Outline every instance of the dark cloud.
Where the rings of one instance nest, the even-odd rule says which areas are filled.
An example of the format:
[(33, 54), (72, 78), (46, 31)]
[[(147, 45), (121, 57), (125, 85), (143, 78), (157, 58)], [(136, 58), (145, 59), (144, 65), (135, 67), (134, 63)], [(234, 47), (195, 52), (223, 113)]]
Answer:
· · · · · · ·
◆ **ASSIGNMENT**
Could you restate every record word for word?

◆ **YOUR RESPONSE**
Outline every instance of the dark cloud.
Where the rings of one instance nest, the even-odd rule says which areas are filled.
An example of the format:
[(33, 54), (72, 78), (46, 31)]
[[(147, 45), (121, 57), (125, 85), (143, 78), (157, 58)], [(136, 58), (145, 59), (144, 65), (135, 67), (134, 63)], [(234, 47), (195, 52), (223, 113)]]
Answer:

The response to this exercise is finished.